- TASK INPUT
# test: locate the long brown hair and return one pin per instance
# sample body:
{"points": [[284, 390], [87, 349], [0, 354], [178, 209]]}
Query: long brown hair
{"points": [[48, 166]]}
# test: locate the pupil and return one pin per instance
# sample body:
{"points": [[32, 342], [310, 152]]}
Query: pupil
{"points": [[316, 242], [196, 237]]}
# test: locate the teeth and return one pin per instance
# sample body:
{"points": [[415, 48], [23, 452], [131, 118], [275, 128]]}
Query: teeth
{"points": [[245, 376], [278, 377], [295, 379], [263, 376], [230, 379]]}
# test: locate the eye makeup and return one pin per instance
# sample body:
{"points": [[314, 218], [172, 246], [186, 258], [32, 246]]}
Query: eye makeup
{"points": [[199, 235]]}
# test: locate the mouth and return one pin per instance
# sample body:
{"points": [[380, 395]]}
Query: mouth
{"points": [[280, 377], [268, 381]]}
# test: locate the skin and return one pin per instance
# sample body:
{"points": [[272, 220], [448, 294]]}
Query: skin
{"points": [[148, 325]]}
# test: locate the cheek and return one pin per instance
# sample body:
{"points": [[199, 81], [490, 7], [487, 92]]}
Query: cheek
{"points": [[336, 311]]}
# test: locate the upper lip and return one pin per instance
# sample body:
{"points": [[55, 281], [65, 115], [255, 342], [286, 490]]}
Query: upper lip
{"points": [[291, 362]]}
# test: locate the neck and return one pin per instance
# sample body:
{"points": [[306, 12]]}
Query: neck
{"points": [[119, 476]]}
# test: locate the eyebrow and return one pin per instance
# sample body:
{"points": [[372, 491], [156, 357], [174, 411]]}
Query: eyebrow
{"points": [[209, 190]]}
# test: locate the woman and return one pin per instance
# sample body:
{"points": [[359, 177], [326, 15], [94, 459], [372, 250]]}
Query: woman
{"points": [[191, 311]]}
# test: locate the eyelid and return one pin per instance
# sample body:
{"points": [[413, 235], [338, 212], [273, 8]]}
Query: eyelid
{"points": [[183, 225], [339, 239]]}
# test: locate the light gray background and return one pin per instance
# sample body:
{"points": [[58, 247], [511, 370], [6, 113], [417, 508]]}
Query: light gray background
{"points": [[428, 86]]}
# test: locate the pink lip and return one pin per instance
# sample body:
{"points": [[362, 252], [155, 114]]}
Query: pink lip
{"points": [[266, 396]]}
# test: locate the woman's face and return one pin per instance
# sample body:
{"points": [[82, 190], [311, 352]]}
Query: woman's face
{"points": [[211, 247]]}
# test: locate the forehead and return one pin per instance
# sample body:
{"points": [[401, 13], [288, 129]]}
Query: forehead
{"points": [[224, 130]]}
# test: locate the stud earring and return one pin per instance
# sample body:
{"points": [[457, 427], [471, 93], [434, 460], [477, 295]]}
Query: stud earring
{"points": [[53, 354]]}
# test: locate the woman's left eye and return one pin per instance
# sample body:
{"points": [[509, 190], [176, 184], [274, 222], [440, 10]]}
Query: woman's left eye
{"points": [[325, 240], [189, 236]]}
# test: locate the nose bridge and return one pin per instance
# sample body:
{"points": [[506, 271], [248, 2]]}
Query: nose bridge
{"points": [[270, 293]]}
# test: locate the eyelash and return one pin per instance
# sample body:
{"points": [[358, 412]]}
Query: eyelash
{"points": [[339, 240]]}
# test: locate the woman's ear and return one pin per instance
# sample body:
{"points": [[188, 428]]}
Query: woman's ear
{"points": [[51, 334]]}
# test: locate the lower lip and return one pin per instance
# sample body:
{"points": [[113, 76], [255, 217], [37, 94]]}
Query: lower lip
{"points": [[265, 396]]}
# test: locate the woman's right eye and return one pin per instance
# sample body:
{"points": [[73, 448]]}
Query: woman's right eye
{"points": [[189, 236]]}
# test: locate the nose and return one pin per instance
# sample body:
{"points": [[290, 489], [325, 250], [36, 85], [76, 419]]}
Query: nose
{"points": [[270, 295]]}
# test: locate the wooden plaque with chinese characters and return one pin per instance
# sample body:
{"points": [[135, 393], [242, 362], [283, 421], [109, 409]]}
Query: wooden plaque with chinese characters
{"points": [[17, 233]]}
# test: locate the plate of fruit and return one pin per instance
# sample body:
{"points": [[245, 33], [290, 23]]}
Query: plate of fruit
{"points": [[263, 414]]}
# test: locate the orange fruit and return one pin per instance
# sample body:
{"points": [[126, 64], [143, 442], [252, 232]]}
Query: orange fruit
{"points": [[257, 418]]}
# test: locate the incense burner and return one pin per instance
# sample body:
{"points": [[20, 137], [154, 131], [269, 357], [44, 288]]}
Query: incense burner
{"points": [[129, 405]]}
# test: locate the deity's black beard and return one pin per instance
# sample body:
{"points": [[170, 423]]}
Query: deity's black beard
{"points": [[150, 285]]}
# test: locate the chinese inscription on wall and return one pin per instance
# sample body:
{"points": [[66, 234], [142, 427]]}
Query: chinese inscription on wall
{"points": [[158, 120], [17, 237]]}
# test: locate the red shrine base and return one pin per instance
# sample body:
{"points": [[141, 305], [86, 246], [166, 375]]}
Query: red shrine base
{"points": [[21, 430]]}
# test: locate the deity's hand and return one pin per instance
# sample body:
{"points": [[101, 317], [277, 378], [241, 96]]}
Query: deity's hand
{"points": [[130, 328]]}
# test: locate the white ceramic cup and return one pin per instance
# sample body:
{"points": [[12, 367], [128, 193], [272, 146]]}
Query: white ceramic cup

- EXERCISE INSTRUCTIONS
In your answer, repeat each line of the material word for word.

- OUTPUT FOR THIS TASK
# test: locate the long brown hair and return one pin per instance
# sample body:
{"points": [[284, 390], [87, 349], [0, 354], [178, 209]]}
Query: long brown hair
{"points": [[48, 166]]}
# test: locate the pupil and return one pin per instance
# sample body:
{"points": [[32, 342], [310, 152]]}
Query: pupil
{"points": [[316, 242], [196, 237]]}
# test: locate the teeth and return one pin per instance
# sample body:
{"points": [[415, 48], [23, 452], [131, 118], [275, 128]]}
Query: teeth
{"points": [[245, 376], [278, 377], [295, 379], [263, 376], [230, 379]]}
# test: locate the eye makeup and return one pin per instance
# sample body:
{"points": [[314, 218], [172, 246], [186, 258], [32, 246]]}
Query: eye makeup
{"points": [[199, 235]]}
# test: locate the mouth and return one pin per instance
# sample body:
{"points": [[380, 395]]}
Query: mouth
{"points": [[280, 377], [268, 381]]}
# test: locate the skin and return one pin per instance
# sample body:
{"points": [[272, 220], [448, 294]]}
Query: skin
{"points": [[148, 325]]}
# test: locate the cheek and return one pin per instance
# sample body:
{"points": [[199, 81], [490, 7], [487, 92]]}
Query: cheek
{"points": [[336, 311]]}
# test: locate the upper lip and return one pin per instance
# sample body:
{"points": [[55, 281], [65, 115], [255, 342], [286, 490]]}
Query: upper lip
{"points": [[291, 362]]}
# test: locate the neck and return one pin per instance
# sample body:
{"points": [[306, 12]]}
Query: neck
{"points": [[119, 476]]}
# test: locate the eyebrow and return one pin per instance
# sample body:
{"points": [[372, 491], [156, 357], [174, 411]]}
Query: eyebrow
{"points": [[209, 190]]}
# test: locate the woman and return one pin per instance
# sample body:
{"points": [[359, 177], [326, 15], [94, 459], [372, 250]]}
Query: woman
{"points": [[191, 311]]}
# test: locate the eyelid and return one pin per instance
# sample body:
{"points": [[413, 235], [338, 212], [273, 8]]}
Query: eyelid
{"points": [[183, 225], [339, 239]]}
# test: locate the light gray background and return one pin per instance
# sample body:
{"points": [[58, 247], [511, 370], [6, 113], [417, 508]]}
Query: light gray background
{"points": [[428, 86]]}
# test: locate the pink lip and return one pin per instance
# sample body:
{"points": [[362, 252], [155, 114]]}
Query: pink lip
{"points": [[266, 396]]}
# test: locate the woman's face and return one pin per instance
# sample body:
{"points": [[82, 190], [311, 352]]}
Query: woman's face
{"points": [[211, 247]]}
# test: locate the forehead and return one pin per instance
# sample body:
{"points": [[401, 13], [288, 129]]}
Query: forehead
{"points": [[224, 130]]}
# test: locate the stud earring and return one pin per instance
# sample body:
{"points": [[457, 427], [471, 93], [434, 460], [477, 295]]}
Query: stud earring
{"points": [[53, 354]]}
# test: locate the woman's left eye and return one pin per instance
# sample body:
{"points": [[509, 190], [176, 184], [274, 222], [440, 10]]}
Query: woman's left eye
{"points": [[325, 240], [189, 236]]}
# test: locate the nose bridge and return one pin per instance
# sample body:
{"points": [[506, 271], [248, 2]]}
Query: nose bridge
{"points": [[270, 293]]}
# test: locate the eyelash and return one pin per instance
# sample body:
{"points": [[358, 412]]}
Query: eyelash
{"points": [[339, 240]]}
# test: locate the woman's ear and return one pin per instance
# sample body:
{"points": [[188, 428]]}
Query: woman's ear
{"points": [[51, 334]]}
# test: locate the lower lip and return one pin per instance
# sample body:
{"points": [[113, 76], [255, 217], [37, 94]]}
Query: lower lip
{"points": [[265, 396]]}
# test: locate the woman's right eye and return one pin per instance
# sample body:
{"points": [[73, 448]]}
Query: woman's right eye
{"points": [[189, 236]]}
# test: locate the nose and return one pin per instance
# sample body:
{"points": [[290, 489], [325, 250], [36, 85], [76, 419]]}
Query: nose
{"points": [[270, 295]]}
# test: locate the wooden plaque with chinese characters and return one pin per instance
# sample body:
{"points": [[135, 393], [242, 362], [283, 421], [109, 409]]}
Query: wooden plaque with chinese characters
{"points": [[17, 233]]}
# test: locate the plate of fruit and return one pin per instance
# sample body:
{"points": [[245, 33], [290, 23]]}
Query: plate of fruit
{"points": [[263, 414]]}
# test: locate the orange fruit and return one pin per instance
# sample body:
{"points": [[126, 64], [143, 442], [252, 232]]}
Query: orange fruit
{"points": [[257, 418]]}
# test: locate the incense burner and return one pin per instance
# sample body:
{"points": [[20, 137], [154, 131], [269, 357], [44, 288]]}
Query: incense burner
{"points": [[129, 405]]}
# test: locate the deity's black beard and return one pin per instance
# sample body:
{"points": [[170, 423]]}
Query: deity's black beard
{"points": [[150, 285]]}
# test: locate the chinese inscription on wall and return one pin per instance
# sample body:
{"points": [[66, 234], [142, 427]]}
Query: chinese inscription on wall
{"points": [[158, 120], [17, 237]]}
# test: locate the red shrine base and return one pin per instance
# sample body:
{"points": [[141, 305], [86, 246], [166, 375]]}
Query: red shrine base
{"points": [[21, 430]]}
# test: locate the deity's hand and return one pin per instance
# sample body:
{"points": [[101, 317], [277, 378], [241, 96]]}
Query: deity's hand
{"points": [[130, 328]]}
# test: locate the white ceramic cup and return one pin per instance
# sample body:
{"points": [[12, 367], [128, 193], [272, 146]]}
Query: white ceramic cup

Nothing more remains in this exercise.